■ PROVIDED PASSAGE:
==============================
Annie Poon is a multimedia artist living in New York City. She hails from New Canaan, Connecticut. Annie moved to NYC after witnessing Jackson Pollock’s monumental Autumn Rhythm at the Museum of Modern art on a high school field trip. Subsequently, she studied drawing and painting at the School of Visual Arts in Manhattan.
While in college, Annie developed her unique style of stop-motion animation using paper cut-outs and sharpies. Her acclaimed short ‘Runaway Bathtub’ was collected by the Museum of Modern Art where it has shown on multiple occasions and garnered the prestigious audience choice award. Her short ‘The Shiny Bicycle’ includes a voice-over by President Thomas S. Monson and is found on LDS.org in the children’s section.
Annie’s work typically revolves around themes from search for redemption in despair, to childlike wonder and whimsy- a wide gamut which reflects her diagnosis of bipolar and Schizoaffective at the age of 26. She was the subject of a documentary on ‘Artful’ which investigates the creation of her animation ‘The Castle’. This film celebrates universal healing in the Savior and the universal rise to heavenly paradise.
Photography allows Poon the freedom to work alone without stress, expectation, deadlines, or deliveries. She takes multiple portraits a day of the people she sees on the streets, in newsstands, food trucks, and in the stores in her neighborhood. She particularly enjoys photographing the cashiers at her local Whole Foods. On May 7th, a cashier let slip that Annie is Whole Foods Famous!
==============================
■ COMPLETE THE FOLLOWING:
#1 Answer each question from the Annie Poon profile:
(a) At which school did she study drawing and painting?
(b) Which of her shorts was collected by the Museum of Modern Art?
(c) At what age was she diagnosed with bipolar and Schizoaffective?
#2 Return the part of the Annie Poon profile starting at "Annie’s work typically" and ending at "Whole Foods Famous!", copied word for word.
The records that follow play no part in the work on this profile.

■ PROVIDED DATA:
==============================
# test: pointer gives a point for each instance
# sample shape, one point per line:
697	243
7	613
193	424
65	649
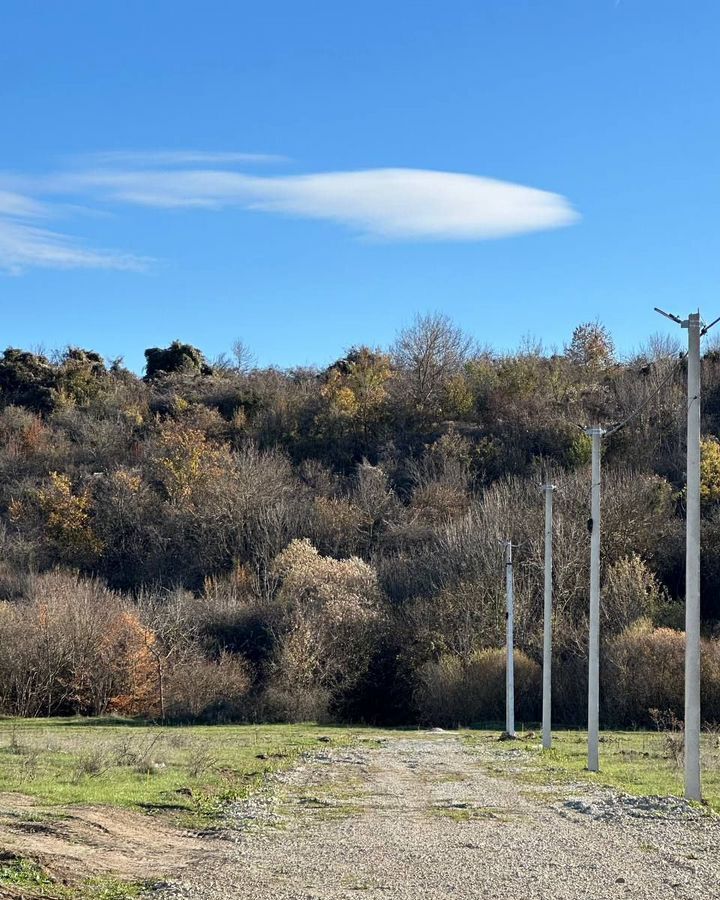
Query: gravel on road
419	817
==============================
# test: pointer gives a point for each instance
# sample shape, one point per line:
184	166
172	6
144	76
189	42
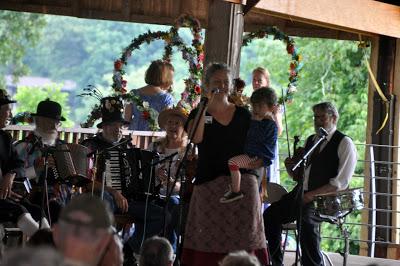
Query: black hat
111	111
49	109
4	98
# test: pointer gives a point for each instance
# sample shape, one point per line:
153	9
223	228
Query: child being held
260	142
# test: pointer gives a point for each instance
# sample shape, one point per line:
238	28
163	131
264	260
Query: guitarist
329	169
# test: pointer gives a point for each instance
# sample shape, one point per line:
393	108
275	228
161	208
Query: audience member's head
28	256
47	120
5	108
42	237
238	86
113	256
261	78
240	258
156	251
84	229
==============================
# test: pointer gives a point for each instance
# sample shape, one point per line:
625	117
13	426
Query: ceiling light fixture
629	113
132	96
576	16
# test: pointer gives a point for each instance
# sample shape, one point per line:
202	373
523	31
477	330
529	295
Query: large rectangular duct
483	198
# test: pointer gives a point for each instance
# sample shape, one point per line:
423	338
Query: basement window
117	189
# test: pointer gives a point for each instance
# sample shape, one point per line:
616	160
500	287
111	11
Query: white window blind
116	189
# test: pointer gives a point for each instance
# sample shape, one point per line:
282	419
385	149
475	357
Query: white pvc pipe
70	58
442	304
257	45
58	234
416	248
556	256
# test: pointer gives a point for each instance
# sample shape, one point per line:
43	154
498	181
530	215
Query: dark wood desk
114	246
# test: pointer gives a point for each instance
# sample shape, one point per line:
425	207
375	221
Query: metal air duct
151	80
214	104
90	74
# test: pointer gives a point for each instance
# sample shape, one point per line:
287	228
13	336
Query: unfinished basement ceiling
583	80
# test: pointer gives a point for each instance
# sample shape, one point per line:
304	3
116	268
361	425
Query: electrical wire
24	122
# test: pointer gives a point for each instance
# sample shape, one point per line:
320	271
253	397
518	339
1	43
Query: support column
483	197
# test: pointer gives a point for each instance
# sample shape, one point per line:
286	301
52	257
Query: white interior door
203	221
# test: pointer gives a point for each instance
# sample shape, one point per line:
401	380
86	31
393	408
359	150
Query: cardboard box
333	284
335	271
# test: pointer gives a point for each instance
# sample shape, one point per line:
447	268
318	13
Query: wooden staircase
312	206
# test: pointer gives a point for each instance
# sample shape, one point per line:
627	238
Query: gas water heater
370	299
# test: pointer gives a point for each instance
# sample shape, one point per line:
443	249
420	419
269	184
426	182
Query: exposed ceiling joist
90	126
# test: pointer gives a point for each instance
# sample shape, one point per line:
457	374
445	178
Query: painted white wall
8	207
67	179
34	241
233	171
==============================
■ YOUR RESPONSES:
#1
(a) The School of Visual Arts in Manhattan
(b) 'Runaway Bathtub'
(c) 26

#2
Annie’s work typically revolves around themes from search for redemption in despair, to childlike wonder and whimsy- a wide gamut which reflects her diagnosis of bipolar and Schizoaffective at the age of 26. She was the subject of a documentary on ‘Artful’ which investigates the creation of her animation ‘The Castle’. This film celebrates universal healing in the Savior and the universal rise to heavenly paradise.
Photography allows Poon the freedom to work alone without stress, expectation, deadlines, or deliveries. She takes multiple portraits a day of the people she sees on the streets, in newsstands, food trucks, and in the stores in her neighborhood. She particularly enjoys photographing the cashiers at her local Whole Foods. On May 7th, a cashier let slip that Annie is Whole Foods Famous!